begin Passage

Gregg Allman happy to be back in Tahoe
June 5, 2007
The music bug bit Gregg Allman in a most peculiar way, thanks in part to his grandmother, and a car adorned with house paint.
“There was this guy who lived across the street from my grandmother’s house in Nashville,” said Allman, who was born in that Tennessee city in 1947. “I was about 9 years old I guess, and I remember that I got interested in watching him because one day he was painting his car with house paint. Chrome and all, everything but the windshield.
“His name was Jimmy Bain, and I guess he wasn’t the smartest guy in the world, but he had a special talent,” Allman said. “He could play the guitar. One day I saw it up on his porch, and I asked him what it was. ‘That’s my gee-tar,’ he said. ‘Well,’ I said, ‘What does it do?’ So Jimmy picked it up and played a song, ‘I’ll Be Comin’ ‘Round the Mountain.’ And I remember thinking, ‘Man, if this poor guy can do that, then by God I can do it too.'”

end Passage
begin Given entries

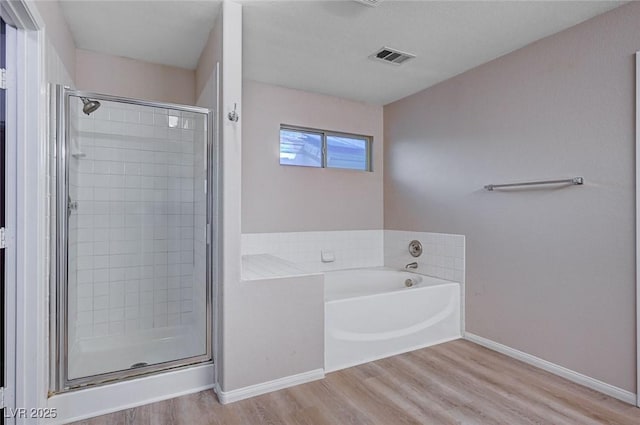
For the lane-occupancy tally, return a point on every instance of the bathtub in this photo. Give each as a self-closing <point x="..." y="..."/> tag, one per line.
<point x="371" y="314"/>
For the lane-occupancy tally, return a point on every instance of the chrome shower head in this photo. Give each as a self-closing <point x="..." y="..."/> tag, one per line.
<point x="89" y="105"/>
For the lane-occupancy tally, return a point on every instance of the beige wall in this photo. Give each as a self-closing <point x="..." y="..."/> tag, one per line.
<point x="286" y="198"/>
<point x="126" y="77"/>
<point x="211" y="55"/>
<point x="550" y="272"/>
<point x="61" y="49"/>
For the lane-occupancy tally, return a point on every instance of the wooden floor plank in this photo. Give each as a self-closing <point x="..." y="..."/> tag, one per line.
<point x="458" y="382"/>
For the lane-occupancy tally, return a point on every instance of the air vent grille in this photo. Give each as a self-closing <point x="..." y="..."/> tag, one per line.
<point x="389" y="55"/>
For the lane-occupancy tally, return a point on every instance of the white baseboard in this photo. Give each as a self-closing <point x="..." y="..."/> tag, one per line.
<point x="266" y="387"/>
<point x="578" y="378"/>
<point x="81" y="404"/>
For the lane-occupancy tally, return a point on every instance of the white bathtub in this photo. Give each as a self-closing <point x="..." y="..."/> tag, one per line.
<point x="370" y="314"/>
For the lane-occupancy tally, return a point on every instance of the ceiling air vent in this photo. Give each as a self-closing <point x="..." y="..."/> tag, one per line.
<point x="389" y="55"/>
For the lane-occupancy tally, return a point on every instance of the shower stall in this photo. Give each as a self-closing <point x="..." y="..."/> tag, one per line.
<point x="133" y="224"/>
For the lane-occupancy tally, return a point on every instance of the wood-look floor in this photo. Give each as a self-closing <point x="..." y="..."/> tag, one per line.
<point x="453" y="383"/>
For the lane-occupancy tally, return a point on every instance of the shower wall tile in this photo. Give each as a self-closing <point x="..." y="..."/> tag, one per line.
<point x="443" y="254"/>
<point x="134" y="242"/>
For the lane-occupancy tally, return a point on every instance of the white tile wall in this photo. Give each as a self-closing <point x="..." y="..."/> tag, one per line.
<point x="133" y="239"/>
<point x="352" y="249"/>
<point x="443" y="254"/>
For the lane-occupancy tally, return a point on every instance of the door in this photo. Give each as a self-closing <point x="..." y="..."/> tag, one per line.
<point x="2" y="205"/>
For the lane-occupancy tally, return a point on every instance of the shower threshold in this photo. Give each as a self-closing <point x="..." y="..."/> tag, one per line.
<point x="96" y="356"/>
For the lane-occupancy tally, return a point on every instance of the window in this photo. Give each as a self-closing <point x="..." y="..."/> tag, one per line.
<point x="324" y="149"/>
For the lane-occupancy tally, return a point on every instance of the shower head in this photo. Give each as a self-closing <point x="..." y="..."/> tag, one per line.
<point x="89" y="105"/>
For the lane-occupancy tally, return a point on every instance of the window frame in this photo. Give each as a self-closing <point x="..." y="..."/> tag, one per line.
<point x="324" y="135"/>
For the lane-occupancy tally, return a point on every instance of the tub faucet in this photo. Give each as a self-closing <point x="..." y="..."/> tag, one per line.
<point x="411" y="266"/>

end Given entries

» Instruction 1: Reproduce the Gregg Allman article, swapping "house paint" for "spray paint". Begin at the words "Gregg Allman happy" and stop after "but the windshield.".
» Instruction 2: Resume the Gregg Allman article after its last sentence.

» Exercise output 1:
Gregg Allman happy to be back in Tahoe
June 5, 2007
The music bug bit Gregg Allman in a most peculiar way, thanks in part to his grandmother, and a car adorned with spray paint.
“There was this guy who lived across the street from my grandmother’s house in Nashville,” said Allman, who was born in that Tennessee city in 1947. “I was about 9 years old I guess, and I remember that I got interested in watching him because one day he was painting his car with spray paint. Chrome and all, everything but the windshield.

» Exercise output 2:
And so a rock ‘n’ roll legend was born. Gregg Allman, who turns 60 this December, is a founding member of one of the biggest and most important American bands of all time – the Allman Brothers Band – which has spawned a unique blend of rock, blues, country and jazz that extended the boundaries of rock music and raised the bar for live concert performances.
But for the past 10 years Allman has been fronting another band, Greg Allman and Friends, which has an entirely different lineup. Allman will be performing with the band on Friday, June 8, at Harrah’s Lake Tahoe.
It hasn’t been an easy road. Allman has persevered through a number of personal tragedies and the vagaries of the music industry to emerge as one of rock’s true survivors; a success story in a landscape littered with broken wills and stalled careers. He started in music when as children, he and his brother, Duane, attended a rock show in he late 1950s, and saw B.B. King perform. “The music just entered every fiber of my being,” Gregg Allman said. “And my brother told me, Gregg, we have got to get into that.”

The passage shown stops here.